Cosa si chiede —
1. Nel testo fornito, in quale secolo è stato fondato il Wahhabismo?
2. Indica se ciascuna affermazione concorda con il testo fornito, rispondendo sì o no e citando le parole decisive: (a) Wael Farouq insegna lingua araba all'Università Cattolica di Milano; (b) Muḥammad ibn ʿAbd al-Wahhāb apparteneva a una tribù nomade; (c) il Wahhabismo si è sviluppato nella comunità islamica sciita.

La distinzione tra islamisti cosiddetti moderati, come la Fratellanza Musulmana, e islamisti estremisti è illusoria. Intervista dellla rivista tempi al professore Wael Farouq

N.b


Prima di riportare qui sul nostro blog l'interessante intervista , riportata \ condivisa sull' appendice  sulla  pagina facebook del nostro blog   dalla carissima Daniela Tuscano , della rivista http://www.tempi.it aWael Farouq  (  foto  a  sinistra  ) esponente intellettuale del mondo musulmano nonchè docente di lingua araba all’Università Cattolica di Milano e all’Università Americana del Cairo, originario dell’Egitto e profondo conoscitore della realtà araba (  qui  un suo  intervernto  del  2015  in cui  durante una diretta di Tgcom24 ha affrontato i temi dell’Islam, dell’integrazione e del terrorismo ) 
 , riporto una  definizione   , da leggere per  chi volesse una  visione equilibrata dell'islam  non quella distorta e preconcetta islam=terrorismo e fondamentalismo 





Wahhabismo
Il Wahhabismo è un movimento di riforma religiosa, sviluppatosi in seno alla comunità islamica sunnita, fondato nel XVIII° secolo da Muḥammad ibn ʿAbd al-Wahhāb (al-ʿUyayna, Najd, 1703 - Dirʿiyya, presso Riyāḍ, 1792), un Arabo della tribù sedentaria dei Banū Tamīm.

Dati di etichettatura dei luoghi:
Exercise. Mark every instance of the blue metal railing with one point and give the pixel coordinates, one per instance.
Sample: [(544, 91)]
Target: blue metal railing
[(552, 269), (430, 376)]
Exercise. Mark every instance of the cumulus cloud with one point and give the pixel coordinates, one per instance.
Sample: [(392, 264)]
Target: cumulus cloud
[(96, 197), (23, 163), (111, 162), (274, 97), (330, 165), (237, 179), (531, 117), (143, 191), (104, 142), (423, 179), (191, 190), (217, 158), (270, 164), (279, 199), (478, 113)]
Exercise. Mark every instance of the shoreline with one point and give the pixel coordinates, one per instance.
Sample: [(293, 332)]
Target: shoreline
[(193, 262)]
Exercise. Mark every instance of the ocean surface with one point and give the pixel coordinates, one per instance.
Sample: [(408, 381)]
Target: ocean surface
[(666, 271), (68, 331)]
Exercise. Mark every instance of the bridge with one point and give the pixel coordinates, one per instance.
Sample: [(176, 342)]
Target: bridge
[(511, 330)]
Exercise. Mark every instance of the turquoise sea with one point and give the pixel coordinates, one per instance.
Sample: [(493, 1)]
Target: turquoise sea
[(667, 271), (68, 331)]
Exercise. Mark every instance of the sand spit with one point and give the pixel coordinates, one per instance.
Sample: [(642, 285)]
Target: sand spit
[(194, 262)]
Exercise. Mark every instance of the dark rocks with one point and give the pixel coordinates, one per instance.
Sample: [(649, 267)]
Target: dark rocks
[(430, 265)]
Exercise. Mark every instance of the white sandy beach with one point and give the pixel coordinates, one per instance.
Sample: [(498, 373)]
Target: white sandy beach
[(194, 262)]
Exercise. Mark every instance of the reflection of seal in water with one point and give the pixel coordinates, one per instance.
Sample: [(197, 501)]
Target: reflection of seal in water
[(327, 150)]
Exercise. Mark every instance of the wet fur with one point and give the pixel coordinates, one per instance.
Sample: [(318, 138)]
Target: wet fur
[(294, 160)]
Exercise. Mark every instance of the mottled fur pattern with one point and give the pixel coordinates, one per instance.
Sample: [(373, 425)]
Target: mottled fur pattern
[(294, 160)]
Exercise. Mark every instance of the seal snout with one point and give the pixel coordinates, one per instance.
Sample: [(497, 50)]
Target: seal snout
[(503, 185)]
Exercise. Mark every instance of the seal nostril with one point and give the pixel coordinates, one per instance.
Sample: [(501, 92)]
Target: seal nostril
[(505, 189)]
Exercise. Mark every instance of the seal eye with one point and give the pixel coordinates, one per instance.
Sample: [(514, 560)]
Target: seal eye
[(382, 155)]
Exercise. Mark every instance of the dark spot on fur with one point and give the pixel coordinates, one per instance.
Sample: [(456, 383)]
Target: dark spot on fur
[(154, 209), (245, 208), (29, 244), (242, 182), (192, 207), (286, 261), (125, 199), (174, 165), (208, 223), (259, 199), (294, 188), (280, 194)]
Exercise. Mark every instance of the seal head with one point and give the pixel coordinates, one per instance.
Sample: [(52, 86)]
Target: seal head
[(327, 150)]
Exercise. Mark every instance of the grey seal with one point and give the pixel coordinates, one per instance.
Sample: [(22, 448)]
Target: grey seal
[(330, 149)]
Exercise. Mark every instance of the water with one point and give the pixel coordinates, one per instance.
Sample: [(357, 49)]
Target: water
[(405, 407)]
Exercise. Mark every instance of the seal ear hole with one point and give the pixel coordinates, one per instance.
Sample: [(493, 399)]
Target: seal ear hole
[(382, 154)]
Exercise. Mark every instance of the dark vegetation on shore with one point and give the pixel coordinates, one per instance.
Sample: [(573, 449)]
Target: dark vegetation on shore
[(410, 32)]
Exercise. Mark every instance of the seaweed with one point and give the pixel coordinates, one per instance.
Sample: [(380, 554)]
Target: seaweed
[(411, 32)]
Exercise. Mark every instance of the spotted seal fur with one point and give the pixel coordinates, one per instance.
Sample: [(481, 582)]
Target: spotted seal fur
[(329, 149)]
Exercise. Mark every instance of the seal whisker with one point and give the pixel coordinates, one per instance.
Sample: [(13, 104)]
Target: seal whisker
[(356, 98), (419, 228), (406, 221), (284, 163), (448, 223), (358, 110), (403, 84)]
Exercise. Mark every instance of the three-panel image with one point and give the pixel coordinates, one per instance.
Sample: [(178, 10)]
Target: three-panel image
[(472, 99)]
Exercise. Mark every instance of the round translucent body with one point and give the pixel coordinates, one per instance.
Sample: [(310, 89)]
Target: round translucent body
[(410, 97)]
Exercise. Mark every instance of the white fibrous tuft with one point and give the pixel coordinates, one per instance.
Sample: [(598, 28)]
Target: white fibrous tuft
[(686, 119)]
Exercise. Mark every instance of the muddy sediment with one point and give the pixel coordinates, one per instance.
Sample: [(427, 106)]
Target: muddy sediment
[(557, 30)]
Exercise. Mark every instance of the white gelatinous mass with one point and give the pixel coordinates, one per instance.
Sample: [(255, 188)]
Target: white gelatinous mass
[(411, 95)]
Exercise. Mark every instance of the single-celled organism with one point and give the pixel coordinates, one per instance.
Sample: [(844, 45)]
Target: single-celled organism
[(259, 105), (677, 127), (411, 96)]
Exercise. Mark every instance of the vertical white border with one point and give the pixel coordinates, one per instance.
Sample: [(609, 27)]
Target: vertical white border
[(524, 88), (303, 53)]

Risposte per consegna —
1. Nel XVIII secolo.

2.
(a) Sì: «docente di lingua araba all’Università Cattolica di Milano».
(b) No: «un Arabo della tribù sedentaria dei Banū Tamīm».
(c) No: «sviluppatosi in seno alla comunità islamica sunnita».